[Position annotation records]
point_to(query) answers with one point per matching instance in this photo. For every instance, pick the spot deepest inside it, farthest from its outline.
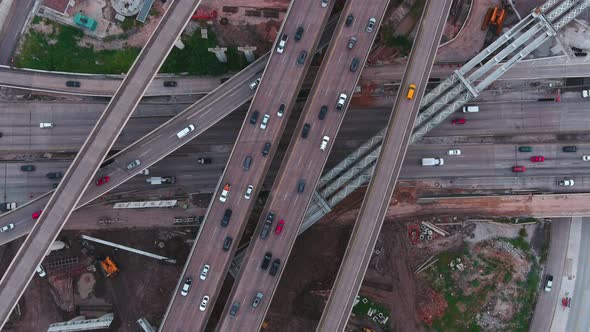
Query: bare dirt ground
(142, 287)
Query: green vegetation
(465, 303)
(60, 51)
(417, 9)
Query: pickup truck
(433, 161)
(270, 217)
(161, 180)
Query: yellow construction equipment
(109, 267)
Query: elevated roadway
(502, 119)
(304, 161)
(376, 201)
(105, 85)
(281, 81)
(81, 172)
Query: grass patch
(417, 9)
(59, 51)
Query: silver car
(133, 164)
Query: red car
(280, 226)
(103, 180)
(518, 169)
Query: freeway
(80, 174)
(359, 124)
(389, 164)
(248, 164)
(508, 116)
(105, 85)
(302, 166)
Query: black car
(274, 268)
(301, 58)
(234, 309)
(354, 64)
(227, 243)
(305, 131)
(266, 261)
(225, 219)
(299, 33)
(107, 162)
(323, 112)
(54, 175)
(247, 163)
(266, 149)
(27, 168)
(301, 186)
(349, 20)
(254, 117)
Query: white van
(433, 161)
(470, 109)
(185, 131)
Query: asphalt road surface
(280, 84)
(579, 320)
(304, 161)
(376, 201)
(547, 302)
(67, 195)
(72, 123)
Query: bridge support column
(248, 52)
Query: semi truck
(161, 180)
(433, 161)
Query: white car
(225, 193)
(186, 286)
(185, 131)
(249, 191)
(204, 272)
(282, 43)
(204, 301)
(324, 143)
(41, 271)
(264, 122)
(371, 24)
(341, 101)
(549, 283)
(6, 228)
(254, 84)
(566, 183)
(133, 164)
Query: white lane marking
(146, 152)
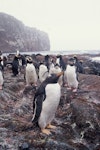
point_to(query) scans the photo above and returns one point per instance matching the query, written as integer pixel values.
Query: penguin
(1, 78)
(71, 75)
(31, 75)
(78, 64)
(15, 65)
(54, 70)
(43, 72)
(46, 101)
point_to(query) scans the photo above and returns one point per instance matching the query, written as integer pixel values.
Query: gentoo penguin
(71, 75)
(31, 75)
(15, 65)
(1, 78)
(56, 69)
(60, 62)
(43, 72)
(46, 101)
(78, 64)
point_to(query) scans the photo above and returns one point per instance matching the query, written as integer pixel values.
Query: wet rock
(77, 118)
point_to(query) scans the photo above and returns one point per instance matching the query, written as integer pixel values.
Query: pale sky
(70, 24)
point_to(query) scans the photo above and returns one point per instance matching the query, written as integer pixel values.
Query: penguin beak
(59, 74)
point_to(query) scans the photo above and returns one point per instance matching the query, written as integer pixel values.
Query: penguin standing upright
(31, 75)
(46, 101)
(1, 78)
(71, 75)
(15, 65)
(43, 72)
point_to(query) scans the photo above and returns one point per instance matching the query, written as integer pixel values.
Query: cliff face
(14, 35)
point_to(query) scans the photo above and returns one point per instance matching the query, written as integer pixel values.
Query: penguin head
(71, 61)
(53, 78)
(29, 60)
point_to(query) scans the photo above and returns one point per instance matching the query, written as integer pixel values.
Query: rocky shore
(77, 118)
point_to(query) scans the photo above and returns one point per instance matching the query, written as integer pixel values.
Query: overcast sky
(70, 24)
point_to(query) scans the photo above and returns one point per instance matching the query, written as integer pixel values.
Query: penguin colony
(47, 96)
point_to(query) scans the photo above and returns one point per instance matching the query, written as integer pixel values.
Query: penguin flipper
(37, 108)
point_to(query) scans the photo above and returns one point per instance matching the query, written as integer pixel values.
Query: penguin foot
(74, 90)
(51, 126)
(0, 87)
(46, 131)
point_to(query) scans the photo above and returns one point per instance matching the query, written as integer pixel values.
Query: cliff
(14, 35)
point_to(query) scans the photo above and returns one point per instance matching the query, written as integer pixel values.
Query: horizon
(71, 25)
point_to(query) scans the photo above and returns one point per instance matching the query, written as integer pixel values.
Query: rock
(77, 118)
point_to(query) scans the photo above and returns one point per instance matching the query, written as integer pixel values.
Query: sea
(66, 52)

Task details: Pictures appear in the records above. Output everything except them, exactly.

Solution:
point_to(query) answers with one point per matching instance in this photo. For every instance, pick the spot deepest inside it, farthest from its outline.
Query: bare dirt ground
(142, 287)
Query: green vegetation
(465, 303)
(60, 51)
(417, 9)
Query: pickup truck
(433, 161)
(270, 217)
(161, 180)
Query: yellow construction equipment
(109, 267)
Query: elevated roadway
(502, 119)
(304, 161)
(376, 201)
(105, 85)
(281, 81)
(81, 172)
Query: grass patch
(417, 9)
(59, 51)
Query: silver car
(133, 164)
Query: red car
(280, 226)
(103, 180)
(518, 169)
Query: freeway
(80, 174)
(359, 124)
(389, 164)
(248, 164)
(508, 116)
(105, 85)
(302, 166)
Query: black car
(274, 268)
(301, 58)
(234, 309)
(354, 64)
(227, 243)
(305, 131)
(266, 261)
(225, 219)
(299, 33)
(107, 162)
(323, 112)
(54, 175)
(247, 163)
(266, 149)
(27, 168)
(301, 186)
(349, 20)
(254, 117)
Query: white van
(433, 161)
(470, 109)
(185, 131)
Query: asphalt road surface
(280, 84)
(579, 320)
(304, 161)
(376, 201)
(547, 302)
(67, 195)
(72, 123)
Query: bridge support column
(248, 52)
Query: semi truck
(161, 180)
(433, 161)
Query: white car
(225, 193)
(186, 286)
(185, 131)
(249, 191)
(204, 272)
(282, 43)
(204, 301)
(324, 143)
(41, 271)
(264, 122)
(371, 24)
(341, 101)
(549, 283)
(6, 228)
(254, 84)
(566, 183)
(133, 164)
Query: white lane marking
(146, 152)
point_to(query) scans the photo above and returns one point per instance matching the query, written as integer pixel values.
Query: penguin
(1, 78)
(71, 75)
(31, 75)
(78, 64)
(15, 65)
(54, 70)
(43, 72)
(46, 101)
point_to(query) scans the photo above and returns one point per instance matching the query, written as integer pixel values.
Query: gentoo penguin
(71, 75)
(31, 75)
(15, 65)
(1, 78)
(56, 69)
(60, 62)
(43, 72)
(46, 101)
(78, 64)
point_to(query) scans the photo above and returns one point per instance matching the query, written as integer pixel values.
Query: wet rock
(77, 118)
point_to(query) scans the photo above and returns one point per instance matching the query, written as integer pixel values.
Query: pale sky
(70, 24)
point_to(query) scans the photo above and returns one point per instance matching the query, written as integer pixel values.
Query: penguin beak
(59, 74)
point_to(query) scans the photo above and returns one point per instance matching the query, written as integer pixel values.
Query: penguin standing upright
(31, 75)
(46, 101)
(1, 78)
(71, 75)
(15, 65)
(43, 72)
point_to(query) scans the photo above and returns one point per instance matching the query, written as integer pixel values.
Query: cliff face
(14, 35)
point_to(query) scans the photo above and returns one point per instance matching the query, written as integer pixel values.
Query: penguin head
(71, 61)
(53, 78)
(29, 60)
point_to(query) scans the photo above and returns one point per instance matching the query, written as integer pixel values.
Query: rocky shore
(77, 118)
point_to(query) scans the photo above and returns one point per instance matching the query, written as integer pixel values.
Query: overcast sky
(70, 24)
point_to(query) scans the photo above and returns one point per instance matching the query, written as integer pixel values.
Query: penguin colony
(47, 96)
point_to(query) scans the photo above and returns one point per instance matching the query, written as integer pixel values.
Query: penguin flipper
(37, 108)
point_to(query) scans the photo above and returns one point per instance matching the query, written as integer pixel values.
Query: penguin foot
(74, 90)
(51, 126)
(0, 87)
(46, 131)
point_to(query) scans the photo above and returns one point per instance matching the query, written as integer pixel values.
Query: cliff
(14, 35)
point_to(query) scans the photo above and returns one point per instance matching the query, written as integer pixel values.
Query: horizon
(71, 25)
point_to(query) scans the photo above and returns one point per instance matching the query, written as integer pixel values.
Query: rock
(77, 118)
point_to(query) scans the photo above and returns one point per instance matching the query, written as integer pixel values.
Query: sea
(66, 52)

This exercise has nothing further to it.